> [Passage]:
/---
Comments. The curve above takes its maximum at the MLE, i.e. the ‘best’ value of the λ-value.

2. Logarithm of MLE for an ordinary Poisson distribution

undre <- 1
ovre  <- 4

basicPoLn <- function(lam) {-n*lam + log(lam) * sum(Xdata) - sum(factorial(Xdata))}

graf <- ggplot() + xlim(undre, ovre) + geom_vline(xintercept = MLE, linetype = "dotted", color = "grey", 
                                                  linewidth = 1) +                 # vertical line at MLE
                                       geom_vline(xintercept = lam, linetype = "dotted", color = "red", 
                                                  linewidth = 1) +                 # vertical line at true lambda.
                                       theme(axis.text.y=element_blank()) +
   annotate("text", x = -Inf, y = Inf, label="Log likelihood function ordinary Poisson", vjust = 1.8, 
            hjust = -0.05, size = 6, colour = "blue" ) + 
  annotate("text", x = -Inf, y = Inf, label="Red: true lambda", vjust = 3.8, hjust = -0.1, size = 6, 
            colour = "red" ) +
  annotate("text", x = -Inf, y = Inf, label="Grey: MLE", vjust = 5.8, hjust = -0.15, size = 6, 
           colour = "grey" ) +
  geom_function(fun = basicPoLn, colour = 'blue', linewidth = 1, linetype = 1) + ylab('Log likelihood function') +
  xlab('lambda values') + theme(axis.text.y=element_blank())
graf

Comments. The curve above is the log of the likelihood. The reason for using the log (instead of the original expession) is that it is easier to use the tool of derivative on a log-function, see next step.

3. Derivative of logarithm of MLE for an ordinary Poisson distribution

derivatabasicPoLn <- function(lam) {-n + 1/lam * sum(Xdata) }

graf <- ggplot() + xlim(undre, ovre) + geom_hline(yintercept = 0, linetype = "dotted", color="black", 
                                                  linewidth=1) + 
             geom_vline(xintercept = MLE, linetype = "dotted", color = "grey", linewidth = 1) + 
             theme(axis.text.y=element_blank()) +
             geom_vline(xintercept = lam, linetype = "dotted", color = "red", linewidth = 1) + 
             theme(axis.text.y=element_blank()) +
  annotate("text", x = -Inf, y = Inf, label="Derivative of log likelihood function ordinary Poisson", 
           vjust = 1.8, hjust = -0.05, size = 6, colour = "blue" ) + 
  annotate("text", x = -Inf, y = Inf, label="Red: true lambda", vjust = 3.8, hjust = -0.1, size = 6, 
           colour = "red" ) +
  annotate("text", x = -Inf, y = Inf, label="Grey: MLE", vjust = 5.8, hjust = -0.15, size = 6, colour = "grey" ) +
  annotate("text", x = -Inf, y = 0, label="0", vjust = -0.15, hjust = -0.2, size = 6, colour = "black" )
\---
> [The exercise]: Reproduce the part of the Poisson likelihood passage above that lies between "Comments. The curve above takes" and "at true lambda.", inclusive.

> [Supplied information]:
/---
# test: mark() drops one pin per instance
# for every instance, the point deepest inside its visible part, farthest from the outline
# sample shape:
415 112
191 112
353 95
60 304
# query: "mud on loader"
\---
> [Complete response]:
Comments. The curve above takes its maximum at the MLE, i.e. the ‘best’ value of the λ-value.

2. Logarithm of MLE for an ordinary Poisson distribution

undre <- 1
ovre  <- 4

basicPoLn <- function(lam) {-n*lam + log(lam) * sum(Xdata) - sum(factorial(Xdata))}

graf <- ggplot() + xlim(undre, ovre) + geom_vline(xintercept = MLE, linetype = "dotted", color = "grey", 
                                                  linewidth = 1) +                 # vertical line at MLE
                                       geom_vline(xintercept = lam, linetype = "dotted", color = "red", 
                                                  linewidth = 1) +                 # vertical line at true lambda.